▸ Written task A:
List every recipient named in the Cc field of the QEMU hash table message, giving the names without their email addresses.

▸ Selected extract:
Re: [Qemu-devel] [PATCH v5 12/18] qht: QEMU's fast, resizable and scalable Hash Table

All of lore.kernel.org
 help / color / mirror / Atom feed

From: Sergey Fedorov <serge.fdrv@gmail.com>
To: "Emilio G. Cota" <cota@braap.org>
Cc: "QEMU Developers" <qemu-devel@nongnu.org>,
	"MTTCG Devel" <mttcg@listserver.greensocs.com>,
	"Alex Bennée" <alex.bennee@linaro.org>,
	"Paolo Bonzini" <pbonzini@redhat.com>,
	"Peter Crosthwaite" <crosthwaite.peter@gmail.com>,
	"Richard Henderson" <rth@twiddle.net>
Subject: Re: [Qemu-devel] [PATCH v5 12/18] qht: QEMU's fast, resizable and scalable Hash Table
Date: Mon, 23 May 2016 22:29:51 +0300	[thread overview]
Message-ID: <57435A2F.9040708@gmail.com> (raw)
In-Reply-To: <20160521024811.GA29744@flamenco>

On 21/05/16 05:48, Emilio G. Cota wrote:
> On Sat, May 21, 2016 at 01:13:20 +0300, Sergey Fedorov wrote:
>> Although the API is mostly intuitive some kernel-doc-style comments
>> wouldn’t hurt, I think. ;-)
> The nit that bothered me is the "external lock needed" bit, but it's
> removed by the subsequent patch (which once it gets reviewed should be merged
> onto this patch); I think the interface is simple enough that comments
> would just add noise and maintenance burden. Plus, there are tests under
> tests/.

▸ Extracted material:
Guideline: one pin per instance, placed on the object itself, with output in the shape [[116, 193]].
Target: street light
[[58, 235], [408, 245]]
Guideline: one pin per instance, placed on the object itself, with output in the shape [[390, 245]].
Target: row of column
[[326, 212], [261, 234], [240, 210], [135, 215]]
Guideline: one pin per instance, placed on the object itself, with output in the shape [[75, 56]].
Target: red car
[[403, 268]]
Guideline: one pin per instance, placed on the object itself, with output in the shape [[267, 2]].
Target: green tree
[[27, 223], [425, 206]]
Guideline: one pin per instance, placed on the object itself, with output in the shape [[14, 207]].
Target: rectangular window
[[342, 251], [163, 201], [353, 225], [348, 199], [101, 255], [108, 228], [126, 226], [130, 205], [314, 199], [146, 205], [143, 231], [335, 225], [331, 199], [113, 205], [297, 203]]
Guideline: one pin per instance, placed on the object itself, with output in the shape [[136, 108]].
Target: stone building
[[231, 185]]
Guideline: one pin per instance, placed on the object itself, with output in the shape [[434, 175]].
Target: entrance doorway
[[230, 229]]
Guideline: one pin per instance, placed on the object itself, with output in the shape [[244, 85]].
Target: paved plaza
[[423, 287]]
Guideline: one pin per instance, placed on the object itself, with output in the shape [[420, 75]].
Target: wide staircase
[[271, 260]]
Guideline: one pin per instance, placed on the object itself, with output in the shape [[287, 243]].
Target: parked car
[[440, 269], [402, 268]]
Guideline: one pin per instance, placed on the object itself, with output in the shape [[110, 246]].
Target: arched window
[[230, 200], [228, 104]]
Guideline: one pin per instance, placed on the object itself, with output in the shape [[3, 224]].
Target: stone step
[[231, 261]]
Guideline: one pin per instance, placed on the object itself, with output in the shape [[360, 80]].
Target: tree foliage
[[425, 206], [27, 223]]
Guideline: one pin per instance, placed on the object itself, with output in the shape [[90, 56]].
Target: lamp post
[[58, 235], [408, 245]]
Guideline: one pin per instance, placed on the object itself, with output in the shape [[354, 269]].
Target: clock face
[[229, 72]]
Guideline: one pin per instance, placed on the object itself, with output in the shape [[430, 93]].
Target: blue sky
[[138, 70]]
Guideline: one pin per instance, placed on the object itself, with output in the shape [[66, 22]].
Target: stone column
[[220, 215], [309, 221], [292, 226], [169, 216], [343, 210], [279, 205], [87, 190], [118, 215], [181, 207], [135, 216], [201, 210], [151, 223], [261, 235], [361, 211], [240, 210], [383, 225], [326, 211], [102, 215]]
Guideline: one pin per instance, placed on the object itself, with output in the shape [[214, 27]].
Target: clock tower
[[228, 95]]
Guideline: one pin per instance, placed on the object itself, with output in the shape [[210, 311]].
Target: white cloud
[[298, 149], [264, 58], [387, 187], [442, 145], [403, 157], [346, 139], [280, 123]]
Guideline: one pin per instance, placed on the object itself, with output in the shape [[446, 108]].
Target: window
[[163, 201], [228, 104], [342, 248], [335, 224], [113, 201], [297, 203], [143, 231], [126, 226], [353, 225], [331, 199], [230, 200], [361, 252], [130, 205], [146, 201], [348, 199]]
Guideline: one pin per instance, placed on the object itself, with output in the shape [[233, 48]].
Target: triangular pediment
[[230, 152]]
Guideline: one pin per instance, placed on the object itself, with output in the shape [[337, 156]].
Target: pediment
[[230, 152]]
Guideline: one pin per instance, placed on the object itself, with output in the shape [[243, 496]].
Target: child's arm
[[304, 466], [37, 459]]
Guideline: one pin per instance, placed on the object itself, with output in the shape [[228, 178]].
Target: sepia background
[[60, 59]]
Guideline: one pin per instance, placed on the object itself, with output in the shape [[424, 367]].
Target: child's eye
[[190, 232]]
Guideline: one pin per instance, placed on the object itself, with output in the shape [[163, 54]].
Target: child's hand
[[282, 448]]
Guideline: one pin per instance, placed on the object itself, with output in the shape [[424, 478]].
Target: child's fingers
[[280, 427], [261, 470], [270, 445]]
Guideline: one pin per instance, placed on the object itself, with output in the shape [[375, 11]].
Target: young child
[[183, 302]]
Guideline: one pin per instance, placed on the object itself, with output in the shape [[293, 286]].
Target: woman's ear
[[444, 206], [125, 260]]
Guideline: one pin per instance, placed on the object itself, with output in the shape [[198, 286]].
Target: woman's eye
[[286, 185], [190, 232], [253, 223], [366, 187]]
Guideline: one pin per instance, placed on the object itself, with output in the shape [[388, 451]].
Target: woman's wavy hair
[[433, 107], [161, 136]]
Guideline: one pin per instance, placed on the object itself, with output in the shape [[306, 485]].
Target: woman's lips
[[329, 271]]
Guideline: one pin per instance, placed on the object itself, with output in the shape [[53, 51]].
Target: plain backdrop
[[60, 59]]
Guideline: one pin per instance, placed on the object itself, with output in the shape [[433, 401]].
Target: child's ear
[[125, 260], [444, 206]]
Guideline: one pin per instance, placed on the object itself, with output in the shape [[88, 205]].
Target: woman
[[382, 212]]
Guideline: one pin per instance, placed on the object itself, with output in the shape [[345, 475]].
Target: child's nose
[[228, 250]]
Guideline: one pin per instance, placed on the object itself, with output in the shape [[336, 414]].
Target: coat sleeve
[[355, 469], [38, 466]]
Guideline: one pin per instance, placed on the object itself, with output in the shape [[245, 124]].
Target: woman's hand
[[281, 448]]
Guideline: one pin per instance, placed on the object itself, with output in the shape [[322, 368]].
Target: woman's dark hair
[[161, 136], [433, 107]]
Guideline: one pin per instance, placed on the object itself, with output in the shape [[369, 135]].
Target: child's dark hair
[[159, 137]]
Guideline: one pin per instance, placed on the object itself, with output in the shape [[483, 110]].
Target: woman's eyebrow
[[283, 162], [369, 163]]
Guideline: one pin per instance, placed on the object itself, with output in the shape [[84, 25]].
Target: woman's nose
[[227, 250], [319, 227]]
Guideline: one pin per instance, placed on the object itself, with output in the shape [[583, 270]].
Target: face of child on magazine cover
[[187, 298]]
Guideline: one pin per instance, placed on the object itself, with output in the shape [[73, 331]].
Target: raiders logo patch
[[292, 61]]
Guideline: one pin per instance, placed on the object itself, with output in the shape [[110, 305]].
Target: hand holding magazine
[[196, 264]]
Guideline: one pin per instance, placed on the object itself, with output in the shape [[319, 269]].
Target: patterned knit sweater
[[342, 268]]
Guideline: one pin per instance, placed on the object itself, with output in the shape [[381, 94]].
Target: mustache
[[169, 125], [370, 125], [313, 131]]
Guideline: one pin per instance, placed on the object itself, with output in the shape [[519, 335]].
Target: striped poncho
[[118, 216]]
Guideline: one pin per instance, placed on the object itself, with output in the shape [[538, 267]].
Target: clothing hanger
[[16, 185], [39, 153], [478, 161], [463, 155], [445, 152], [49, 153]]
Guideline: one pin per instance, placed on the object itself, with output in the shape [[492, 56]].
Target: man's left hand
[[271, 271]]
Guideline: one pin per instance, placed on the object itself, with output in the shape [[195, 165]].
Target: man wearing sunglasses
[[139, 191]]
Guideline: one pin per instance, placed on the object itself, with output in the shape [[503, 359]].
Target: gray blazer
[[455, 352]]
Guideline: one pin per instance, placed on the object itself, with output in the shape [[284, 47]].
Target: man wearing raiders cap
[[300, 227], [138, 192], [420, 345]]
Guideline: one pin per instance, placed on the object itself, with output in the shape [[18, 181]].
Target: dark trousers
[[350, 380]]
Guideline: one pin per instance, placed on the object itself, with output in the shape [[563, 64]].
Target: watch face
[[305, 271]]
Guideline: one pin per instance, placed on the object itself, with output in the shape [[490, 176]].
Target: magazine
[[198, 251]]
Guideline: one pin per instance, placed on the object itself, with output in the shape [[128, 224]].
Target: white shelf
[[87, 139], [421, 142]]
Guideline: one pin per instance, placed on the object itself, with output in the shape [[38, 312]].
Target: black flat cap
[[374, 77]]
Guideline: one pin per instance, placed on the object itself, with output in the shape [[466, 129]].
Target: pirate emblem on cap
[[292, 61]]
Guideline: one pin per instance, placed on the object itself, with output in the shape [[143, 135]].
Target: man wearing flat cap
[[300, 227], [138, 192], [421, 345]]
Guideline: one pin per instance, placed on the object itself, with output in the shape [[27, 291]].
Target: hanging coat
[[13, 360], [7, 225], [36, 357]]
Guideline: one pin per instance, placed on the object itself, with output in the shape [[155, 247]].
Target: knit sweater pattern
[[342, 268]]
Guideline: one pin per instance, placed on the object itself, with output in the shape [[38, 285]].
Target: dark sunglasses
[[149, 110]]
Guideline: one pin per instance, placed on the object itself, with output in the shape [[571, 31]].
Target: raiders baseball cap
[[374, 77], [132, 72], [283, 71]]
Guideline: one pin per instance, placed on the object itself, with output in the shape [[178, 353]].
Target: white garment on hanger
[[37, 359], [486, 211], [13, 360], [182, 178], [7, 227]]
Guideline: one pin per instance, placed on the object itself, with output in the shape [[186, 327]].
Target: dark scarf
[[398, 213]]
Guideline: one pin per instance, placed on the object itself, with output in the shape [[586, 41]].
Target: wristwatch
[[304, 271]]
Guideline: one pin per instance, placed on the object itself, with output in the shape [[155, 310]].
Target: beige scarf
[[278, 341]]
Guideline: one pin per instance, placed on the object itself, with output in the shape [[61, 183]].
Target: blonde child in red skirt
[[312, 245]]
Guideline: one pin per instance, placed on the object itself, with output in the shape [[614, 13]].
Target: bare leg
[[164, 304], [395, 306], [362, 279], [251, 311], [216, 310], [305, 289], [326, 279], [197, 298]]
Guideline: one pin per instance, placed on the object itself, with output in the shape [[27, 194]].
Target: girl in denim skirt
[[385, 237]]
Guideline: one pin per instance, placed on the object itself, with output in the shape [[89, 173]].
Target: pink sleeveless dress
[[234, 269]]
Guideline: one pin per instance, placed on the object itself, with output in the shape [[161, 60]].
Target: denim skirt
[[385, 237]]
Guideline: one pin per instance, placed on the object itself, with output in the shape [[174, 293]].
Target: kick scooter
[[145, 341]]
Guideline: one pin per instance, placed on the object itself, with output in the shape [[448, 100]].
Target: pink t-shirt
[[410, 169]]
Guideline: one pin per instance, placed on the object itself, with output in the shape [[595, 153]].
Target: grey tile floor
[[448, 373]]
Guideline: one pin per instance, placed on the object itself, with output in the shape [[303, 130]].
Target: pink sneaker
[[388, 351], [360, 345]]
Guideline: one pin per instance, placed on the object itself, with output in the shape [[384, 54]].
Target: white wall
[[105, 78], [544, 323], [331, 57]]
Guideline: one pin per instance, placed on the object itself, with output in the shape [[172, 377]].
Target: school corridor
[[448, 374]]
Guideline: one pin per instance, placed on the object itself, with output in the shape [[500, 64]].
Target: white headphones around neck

▸ Written task B:
In the records, rewrite the lines from the one with "shape [[155, 310]]." to the one with "[[312, 245]]", changing "Guideline" to "Rule" and leaving everything else the same.

▸ Expected output A:
QEMU Developers
MTTCG Devel
Alex Bennée
Paolo Bonzini
Peter Crosthwaite
Richard Henderson

▸ Expected output B:
Rule: one pin per instance, placed on the object itself, with output in the shape [[155, 310]].
Target: beige scarf
[[278, 341]]
Rule: one pin per instance, placed on the object itself, with output in the shape [[61, 183]].
Target: blonde child in red skirt
[[312, 245]]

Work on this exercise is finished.